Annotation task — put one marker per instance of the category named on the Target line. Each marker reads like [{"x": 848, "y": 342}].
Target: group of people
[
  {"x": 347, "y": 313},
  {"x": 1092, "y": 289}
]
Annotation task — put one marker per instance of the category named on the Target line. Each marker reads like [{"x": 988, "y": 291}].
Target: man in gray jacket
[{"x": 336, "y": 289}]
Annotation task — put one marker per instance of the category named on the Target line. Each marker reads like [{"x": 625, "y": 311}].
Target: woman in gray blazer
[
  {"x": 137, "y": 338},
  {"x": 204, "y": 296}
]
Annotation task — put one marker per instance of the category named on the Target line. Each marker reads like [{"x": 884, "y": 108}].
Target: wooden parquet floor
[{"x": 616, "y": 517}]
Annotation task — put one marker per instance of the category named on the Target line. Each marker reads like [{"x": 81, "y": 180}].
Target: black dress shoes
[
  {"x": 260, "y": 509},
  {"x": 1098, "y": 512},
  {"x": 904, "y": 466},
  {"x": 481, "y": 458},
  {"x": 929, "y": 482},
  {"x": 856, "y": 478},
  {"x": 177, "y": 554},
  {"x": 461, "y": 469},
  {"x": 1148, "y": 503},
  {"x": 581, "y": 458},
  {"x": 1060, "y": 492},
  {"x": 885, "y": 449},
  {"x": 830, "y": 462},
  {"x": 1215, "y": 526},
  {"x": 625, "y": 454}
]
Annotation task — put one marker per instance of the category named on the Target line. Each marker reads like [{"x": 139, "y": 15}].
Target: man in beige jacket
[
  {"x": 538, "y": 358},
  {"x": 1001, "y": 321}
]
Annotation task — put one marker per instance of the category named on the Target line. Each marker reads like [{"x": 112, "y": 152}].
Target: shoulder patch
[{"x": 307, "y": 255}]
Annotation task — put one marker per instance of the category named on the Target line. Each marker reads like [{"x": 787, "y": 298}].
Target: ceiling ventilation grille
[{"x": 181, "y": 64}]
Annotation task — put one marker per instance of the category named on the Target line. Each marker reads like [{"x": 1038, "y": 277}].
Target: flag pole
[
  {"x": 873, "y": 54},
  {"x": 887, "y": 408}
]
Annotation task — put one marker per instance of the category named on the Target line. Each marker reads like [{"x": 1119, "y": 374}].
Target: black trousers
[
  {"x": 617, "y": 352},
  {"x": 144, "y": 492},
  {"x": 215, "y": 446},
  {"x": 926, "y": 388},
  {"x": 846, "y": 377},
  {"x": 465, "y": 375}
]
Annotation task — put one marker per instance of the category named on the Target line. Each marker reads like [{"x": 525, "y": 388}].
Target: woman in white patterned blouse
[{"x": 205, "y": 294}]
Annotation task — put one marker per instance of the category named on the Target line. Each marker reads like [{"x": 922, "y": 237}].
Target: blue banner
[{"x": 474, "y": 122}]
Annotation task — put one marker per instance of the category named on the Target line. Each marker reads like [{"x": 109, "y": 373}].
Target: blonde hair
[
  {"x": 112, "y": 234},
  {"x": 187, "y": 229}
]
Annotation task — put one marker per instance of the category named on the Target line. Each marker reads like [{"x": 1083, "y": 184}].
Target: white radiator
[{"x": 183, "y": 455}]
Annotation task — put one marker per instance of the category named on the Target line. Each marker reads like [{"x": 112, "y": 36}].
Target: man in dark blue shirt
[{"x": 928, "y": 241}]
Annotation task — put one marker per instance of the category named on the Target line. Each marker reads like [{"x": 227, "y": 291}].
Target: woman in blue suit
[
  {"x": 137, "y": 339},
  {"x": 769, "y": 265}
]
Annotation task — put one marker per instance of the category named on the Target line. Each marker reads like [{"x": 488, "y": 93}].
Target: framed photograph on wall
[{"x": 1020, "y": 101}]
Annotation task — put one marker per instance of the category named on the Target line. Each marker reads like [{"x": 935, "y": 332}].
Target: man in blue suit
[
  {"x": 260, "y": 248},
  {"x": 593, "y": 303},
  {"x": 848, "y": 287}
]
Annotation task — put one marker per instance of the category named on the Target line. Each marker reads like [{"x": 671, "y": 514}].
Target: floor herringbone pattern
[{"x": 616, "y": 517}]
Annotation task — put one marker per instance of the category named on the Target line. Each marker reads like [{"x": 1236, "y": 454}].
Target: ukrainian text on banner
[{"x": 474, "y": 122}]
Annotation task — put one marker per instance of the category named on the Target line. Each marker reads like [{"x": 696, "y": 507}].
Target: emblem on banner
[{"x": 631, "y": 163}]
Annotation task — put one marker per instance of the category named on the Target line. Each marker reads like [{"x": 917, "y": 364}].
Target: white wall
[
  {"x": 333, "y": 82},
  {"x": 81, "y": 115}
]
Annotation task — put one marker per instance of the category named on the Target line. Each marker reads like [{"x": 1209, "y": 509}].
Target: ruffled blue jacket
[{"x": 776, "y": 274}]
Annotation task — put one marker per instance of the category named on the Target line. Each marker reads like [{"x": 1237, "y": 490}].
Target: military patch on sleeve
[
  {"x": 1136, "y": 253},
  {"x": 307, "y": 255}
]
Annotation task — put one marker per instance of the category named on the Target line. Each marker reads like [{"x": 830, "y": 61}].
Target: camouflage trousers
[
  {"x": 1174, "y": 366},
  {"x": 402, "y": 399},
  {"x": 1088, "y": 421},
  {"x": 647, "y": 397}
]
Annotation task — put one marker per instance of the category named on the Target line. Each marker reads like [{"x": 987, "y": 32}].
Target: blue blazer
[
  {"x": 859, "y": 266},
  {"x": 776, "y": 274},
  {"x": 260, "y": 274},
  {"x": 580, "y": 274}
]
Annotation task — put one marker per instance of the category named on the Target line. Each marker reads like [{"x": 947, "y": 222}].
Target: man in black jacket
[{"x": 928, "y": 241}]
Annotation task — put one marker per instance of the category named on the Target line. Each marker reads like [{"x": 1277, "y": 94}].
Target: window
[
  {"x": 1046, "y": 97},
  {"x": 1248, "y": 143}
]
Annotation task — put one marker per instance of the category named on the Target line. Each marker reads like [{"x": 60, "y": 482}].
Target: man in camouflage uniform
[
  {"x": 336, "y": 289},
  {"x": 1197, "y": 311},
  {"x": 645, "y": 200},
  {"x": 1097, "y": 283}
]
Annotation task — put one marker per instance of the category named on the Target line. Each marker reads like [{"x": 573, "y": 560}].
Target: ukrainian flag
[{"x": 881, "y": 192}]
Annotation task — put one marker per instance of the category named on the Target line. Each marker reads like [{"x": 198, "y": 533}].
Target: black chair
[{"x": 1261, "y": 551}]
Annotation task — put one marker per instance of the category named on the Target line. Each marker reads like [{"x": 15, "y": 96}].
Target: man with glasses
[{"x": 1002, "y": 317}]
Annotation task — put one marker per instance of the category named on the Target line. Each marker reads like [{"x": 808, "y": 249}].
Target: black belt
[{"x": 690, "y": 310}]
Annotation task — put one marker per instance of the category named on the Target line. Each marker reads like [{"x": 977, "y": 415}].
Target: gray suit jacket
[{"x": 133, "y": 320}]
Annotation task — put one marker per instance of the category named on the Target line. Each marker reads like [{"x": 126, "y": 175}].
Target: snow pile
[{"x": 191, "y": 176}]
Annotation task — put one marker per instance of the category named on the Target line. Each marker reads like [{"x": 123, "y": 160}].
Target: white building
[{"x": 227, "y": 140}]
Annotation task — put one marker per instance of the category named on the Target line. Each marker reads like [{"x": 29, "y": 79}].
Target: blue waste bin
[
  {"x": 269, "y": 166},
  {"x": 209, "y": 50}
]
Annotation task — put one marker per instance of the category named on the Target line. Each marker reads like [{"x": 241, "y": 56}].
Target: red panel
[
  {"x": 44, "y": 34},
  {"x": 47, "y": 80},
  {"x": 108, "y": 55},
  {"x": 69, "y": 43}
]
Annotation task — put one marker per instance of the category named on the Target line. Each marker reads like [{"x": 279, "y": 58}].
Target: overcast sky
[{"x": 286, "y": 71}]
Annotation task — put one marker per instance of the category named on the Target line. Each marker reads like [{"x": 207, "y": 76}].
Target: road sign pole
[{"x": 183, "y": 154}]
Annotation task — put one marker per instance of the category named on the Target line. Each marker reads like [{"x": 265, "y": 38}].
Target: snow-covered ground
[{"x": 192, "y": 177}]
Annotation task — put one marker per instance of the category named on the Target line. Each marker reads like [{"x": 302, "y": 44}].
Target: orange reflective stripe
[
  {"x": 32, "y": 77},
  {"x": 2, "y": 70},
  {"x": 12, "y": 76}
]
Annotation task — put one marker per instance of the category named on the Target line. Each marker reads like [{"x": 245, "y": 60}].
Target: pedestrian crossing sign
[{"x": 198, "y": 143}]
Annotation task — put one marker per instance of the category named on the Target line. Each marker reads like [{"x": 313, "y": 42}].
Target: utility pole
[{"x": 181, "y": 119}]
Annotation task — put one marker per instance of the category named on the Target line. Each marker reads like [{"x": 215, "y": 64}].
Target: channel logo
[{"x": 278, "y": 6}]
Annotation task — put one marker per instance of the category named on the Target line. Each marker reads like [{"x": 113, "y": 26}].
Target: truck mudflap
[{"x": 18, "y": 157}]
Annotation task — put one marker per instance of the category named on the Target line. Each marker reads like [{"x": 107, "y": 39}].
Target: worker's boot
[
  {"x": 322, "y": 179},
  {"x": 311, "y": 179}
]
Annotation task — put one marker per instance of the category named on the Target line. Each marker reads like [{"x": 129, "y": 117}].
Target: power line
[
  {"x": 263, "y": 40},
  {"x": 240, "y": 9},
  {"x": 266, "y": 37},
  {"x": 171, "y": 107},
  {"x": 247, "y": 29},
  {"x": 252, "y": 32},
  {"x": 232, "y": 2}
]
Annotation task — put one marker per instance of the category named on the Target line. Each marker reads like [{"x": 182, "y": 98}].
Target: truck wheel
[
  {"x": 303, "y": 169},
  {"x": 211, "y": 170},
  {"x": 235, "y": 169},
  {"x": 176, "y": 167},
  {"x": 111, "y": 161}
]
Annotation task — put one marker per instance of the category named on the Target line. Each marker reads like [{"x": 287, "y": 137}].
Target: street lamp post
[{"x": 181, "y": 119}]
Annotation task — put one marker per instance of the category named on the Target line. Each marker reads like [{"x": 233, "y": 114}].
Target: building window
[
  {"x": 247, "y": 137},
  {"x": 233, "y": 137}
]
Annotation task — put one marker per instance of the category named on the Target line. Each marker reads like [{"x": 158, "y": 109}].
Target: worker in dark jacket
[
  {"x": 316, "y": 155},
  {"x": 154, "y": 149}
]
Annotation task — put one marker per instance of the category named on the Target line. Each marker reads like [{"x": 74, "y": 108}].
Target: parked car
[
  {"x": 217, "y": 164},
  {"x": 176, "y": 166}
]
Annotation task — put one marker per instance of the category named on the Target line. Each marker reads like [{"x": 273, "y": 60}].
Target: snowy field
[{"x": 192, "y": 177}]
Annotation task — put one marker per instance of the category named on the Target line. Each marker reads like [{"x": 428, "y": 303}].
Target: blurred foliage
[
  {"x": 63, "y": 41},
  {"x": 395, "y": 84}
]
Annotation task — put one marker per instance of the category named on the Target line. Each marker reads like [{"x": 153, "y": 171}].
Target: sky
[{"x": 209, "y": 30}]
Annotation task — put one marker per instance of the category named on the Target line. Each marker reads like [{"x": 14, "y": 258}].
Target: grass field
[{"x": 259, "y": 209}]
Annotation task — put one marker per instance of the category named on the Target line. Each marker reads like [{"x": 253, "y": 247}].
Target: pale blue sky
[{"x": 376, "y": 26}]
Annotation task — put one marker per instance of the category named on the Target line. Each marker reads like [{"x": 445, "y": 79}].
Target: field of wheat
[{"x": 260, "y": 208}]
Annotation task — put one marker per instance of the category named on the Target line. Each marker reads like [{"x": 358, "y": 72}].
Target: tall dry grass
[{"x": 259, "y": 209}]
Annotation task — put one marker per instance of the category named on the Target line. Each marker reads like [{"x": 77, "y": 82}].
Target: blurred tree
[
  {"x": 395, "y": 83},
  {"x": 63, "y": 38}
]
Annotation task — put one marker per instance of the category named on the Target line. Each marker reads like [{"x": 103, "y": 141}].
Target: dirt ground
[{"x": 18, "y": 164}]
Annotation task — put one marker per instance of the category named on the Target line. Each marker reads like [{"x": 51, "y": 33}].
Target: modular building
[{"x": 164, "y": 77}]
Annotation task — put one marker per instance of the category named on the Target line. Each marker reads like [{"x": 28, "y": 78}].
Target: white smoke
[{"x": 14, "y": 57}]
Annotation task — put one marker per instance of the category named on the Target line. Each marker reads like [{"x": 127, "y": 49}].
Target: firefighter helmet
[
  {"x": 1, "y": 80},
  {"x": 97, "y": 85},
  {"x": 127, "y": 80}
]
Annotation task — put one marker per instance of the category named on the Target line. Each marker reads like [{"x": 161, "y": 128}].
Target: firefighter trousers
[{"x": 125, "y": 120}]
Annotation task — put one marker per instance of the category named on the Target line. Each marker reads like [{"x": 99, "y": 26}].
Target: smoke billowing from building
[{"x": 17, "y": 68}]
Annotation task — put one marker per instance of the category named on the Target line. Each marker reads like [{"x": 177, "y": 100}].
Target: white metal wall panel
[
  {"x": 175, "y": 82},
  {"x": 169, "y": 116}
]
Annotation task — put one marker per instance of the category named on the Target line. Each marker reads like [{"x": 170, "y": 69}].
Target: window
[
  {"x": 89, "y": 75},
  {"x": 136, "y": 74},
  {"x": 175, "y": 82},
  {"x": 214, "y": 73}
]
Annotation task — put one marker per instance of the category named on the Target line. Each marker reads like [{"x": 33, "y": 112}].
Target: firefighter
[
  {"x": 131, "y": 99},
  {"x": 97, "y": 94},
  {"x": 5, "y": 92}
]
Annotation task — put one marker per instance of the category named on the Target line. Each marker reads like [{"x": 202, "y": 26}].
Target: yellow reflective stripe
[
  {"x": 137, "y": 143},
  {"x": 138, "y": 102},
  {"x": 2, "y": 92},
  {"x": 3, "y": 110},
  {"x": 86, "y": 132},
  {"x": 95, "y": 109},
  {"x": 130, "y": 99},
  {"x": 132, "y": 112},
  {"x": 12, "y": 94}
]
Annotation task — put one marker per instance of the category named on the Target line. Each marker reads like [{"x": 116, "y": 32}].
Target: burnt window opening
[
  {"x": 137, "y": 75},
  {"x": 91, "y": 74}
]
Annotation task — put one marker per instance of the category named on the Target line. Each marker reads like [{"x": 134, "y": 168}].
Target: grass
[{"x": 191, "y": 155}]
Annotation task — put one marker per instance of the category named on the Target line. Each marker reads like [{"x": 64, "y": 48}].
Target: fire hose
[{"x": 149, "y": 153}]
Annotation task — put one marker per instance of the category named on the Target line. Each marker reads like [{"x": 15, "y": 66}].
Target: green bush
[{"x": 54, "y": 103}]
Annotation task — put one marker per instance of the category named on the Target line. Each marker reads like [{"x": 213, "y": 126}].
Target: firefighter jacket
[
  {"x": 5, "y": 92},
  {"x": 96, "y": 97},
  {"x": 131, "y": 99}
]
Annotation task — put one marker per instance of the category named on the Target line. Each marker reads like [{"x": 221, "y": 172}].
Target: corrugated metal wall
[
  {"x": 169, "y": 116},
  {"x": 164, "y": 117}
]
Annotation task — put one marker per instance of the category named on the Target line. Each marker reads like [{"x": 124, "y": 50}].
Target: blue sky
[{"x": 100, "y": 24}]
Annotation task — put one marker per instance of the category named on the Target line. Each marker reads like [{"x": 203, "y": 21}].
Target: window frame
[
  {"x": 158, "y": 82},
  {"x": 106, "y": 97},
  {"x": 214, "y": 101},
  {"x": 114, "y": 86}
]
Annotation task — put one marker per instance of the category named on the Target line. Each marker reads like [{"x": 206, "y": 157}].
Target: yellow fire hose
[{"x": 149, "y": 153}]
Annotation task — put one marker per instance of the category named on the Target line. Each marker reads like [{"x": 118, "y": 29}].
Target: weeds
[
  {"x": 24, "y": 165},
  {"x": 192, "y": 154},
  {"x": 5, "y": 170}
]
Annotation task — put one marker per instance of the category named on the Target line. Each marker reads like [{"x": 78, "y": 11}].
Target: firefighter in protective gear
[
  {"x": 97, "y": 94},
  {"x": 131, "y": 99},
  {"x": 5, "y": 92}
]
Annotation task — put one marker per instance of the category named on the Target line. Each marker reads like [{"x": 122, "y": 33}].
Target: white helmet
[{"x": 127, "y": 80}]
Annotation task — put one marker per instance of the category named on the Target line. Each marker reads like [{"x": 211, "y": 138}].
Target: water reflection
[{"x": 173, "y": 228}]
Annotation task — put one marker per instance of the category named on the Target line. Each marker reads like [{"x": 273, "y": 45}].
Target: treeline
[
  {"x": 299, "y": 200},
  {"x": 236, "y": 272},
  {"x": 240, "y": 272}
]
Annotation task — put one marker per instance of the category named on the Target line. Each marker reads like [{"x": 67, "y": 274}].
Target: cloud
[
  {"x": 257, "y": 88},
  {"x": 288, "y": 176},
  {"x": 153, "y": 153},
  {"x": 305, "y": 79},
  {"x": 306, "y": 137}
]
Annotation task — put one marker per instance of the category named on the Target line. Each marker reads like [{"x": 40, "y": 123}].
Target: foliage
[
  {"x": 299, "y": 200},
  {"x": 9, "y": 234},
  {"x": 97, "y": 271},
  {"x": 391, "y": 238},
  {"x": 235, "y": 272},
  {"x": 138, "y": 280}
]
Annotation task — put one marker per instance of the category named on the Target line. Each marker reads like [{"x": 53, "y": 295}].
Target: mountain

--------

_Stated task_
Please report each line of the records above that contains the word "firefighter", copying every such line in full.

_Final answer_
Target: firefighter helmet
Target: firefighter trousers
Target: firefighter
Target: firefighter jacket
Target: firefighter in protective gear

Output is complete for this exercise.